------ Dataset content

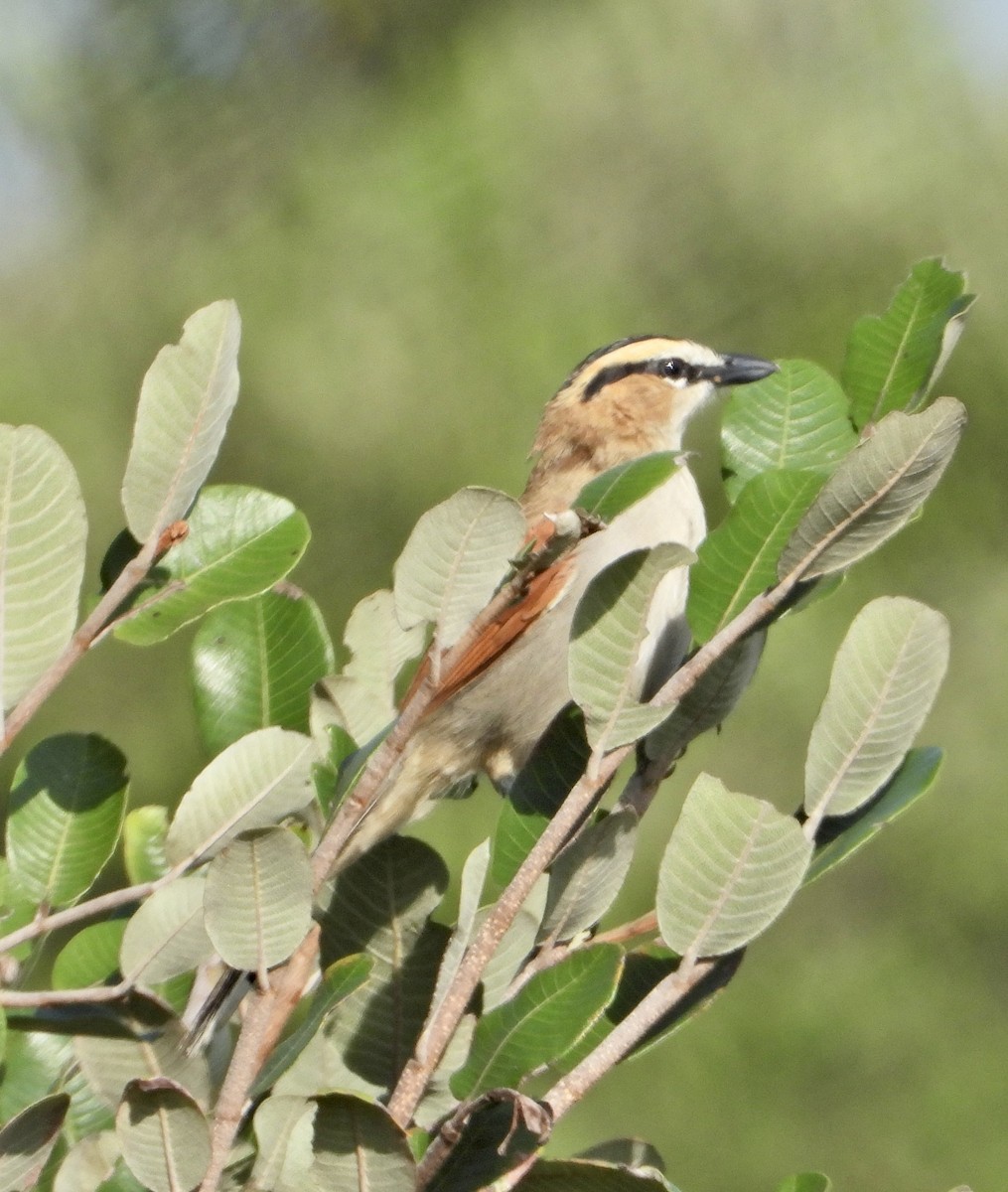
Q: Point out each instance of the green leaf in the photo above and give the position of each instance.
(143, 843)
(794, 420)
(185, 403)
(284, 1127)
(558, 761)
(738, 559)
(884, 680)
(589, 874)
(624, 486)
(43, 531)
(914, 779)
(363, 694)
(239, 542)
(359, 1148)
(707, 704)
(541, 1022)
(67, 808)
(732, 865)
(893, 359)
(454, 559)
(876, 490)
(257, 899)
(582, 1175)
(805, 1181)
(28, 1139)
(254, 666)
(108, 1065)
(339, 981)
(163, 1135)
(167, 935)
(90, 957)
(379, 905)
(254, 784)
(610, 625)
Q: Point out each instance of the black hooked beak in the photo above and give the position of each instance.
(738, 370)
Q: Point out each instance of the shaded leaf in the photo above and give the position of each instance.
(252, 784)
(624, 486)
(28, 1139)
(738, 559)
(732, 865)
(709, 702)
(185, 403)
(257, 899)
(610, 625)
(588, 875)
(254, 666)
(796, 418)
(363, 692)
(144, 831)
(339, 981)
(359, 1148)
(90, 957)
(454, 559)
(163, 1135)
(43, 530)
(886, 677)
(543, 1019)
(239, 542)
(914, 779)
(67, 809)
(893, 359)
(167, 935)
(876, 490)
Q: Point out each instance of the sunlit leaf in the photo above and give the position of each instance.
(893, 359)
(66, 814)
(876, 490)
(254, 666)
(797, 418)
(884, 680)
(624, 486)
(363, 692)
(167, 935)
(43, 530)
(163, 1135)
(359, 1148)
(610, 625)
(257, 899)
(239, 542)
(454, 559)
(185, 403)
(252, 784)
(542, 1020)
(732, 865)
(738, 559)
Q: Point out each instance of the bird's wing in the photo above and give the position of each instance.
(541, 591)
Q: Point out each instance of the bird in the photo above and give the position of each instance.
(625, 400)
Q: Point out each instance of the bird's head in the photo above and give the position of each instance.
(631, 398)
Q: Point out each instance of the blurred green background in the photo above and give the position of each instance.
(428, 213)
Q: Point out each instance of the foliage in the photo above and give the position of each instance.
(382, 1047)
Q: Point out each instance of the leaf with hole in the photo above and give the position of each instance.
(43, 531)
(732, 864)
(185, 403)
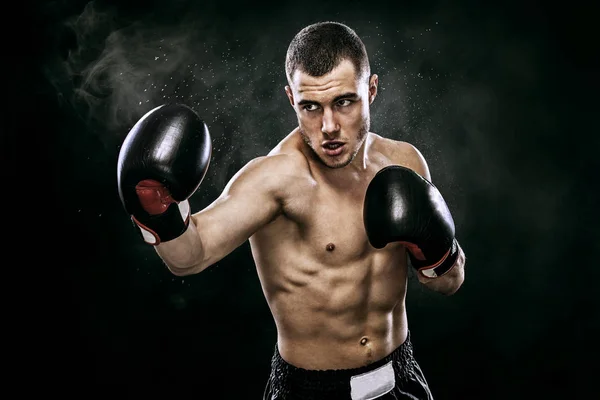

------------

**Work to do:** Render the lines of the material from the line containing "Q: Point out each instance of the bird in" through the end of the material as a Markdown table with columns named Row and Line, numbering each row and skipping blank lines; both ends are included. Leave the pictures out of your answer.

**Worked solution:**
| Row | Line |
|---|---|
| 1 | Q: Point out each instance of the bird in the photo above and give the position of each instance. |
| 2 | (625, 400) |
| 3 | Q: Point out each instance of the bird's head in the photo above and give the position of each instance. |
| 4 | (631, 398) |
| 5 | Q: Point out each instance of the blurred green background in the photo above and give the position of each instance. |
| 6 | (428, 213) |
| 7 | Q: Point out each instance of the foliage in the photo above and give the position of each instance. |
| 8 | (382, 1047) |
| 9 | Q: Point out each instance of the leaf with hole in the photo above and give the position of each instance. |
| 10 | (43, 531) |
| 11 | (732, 864) |
| 12 | (185, 403) |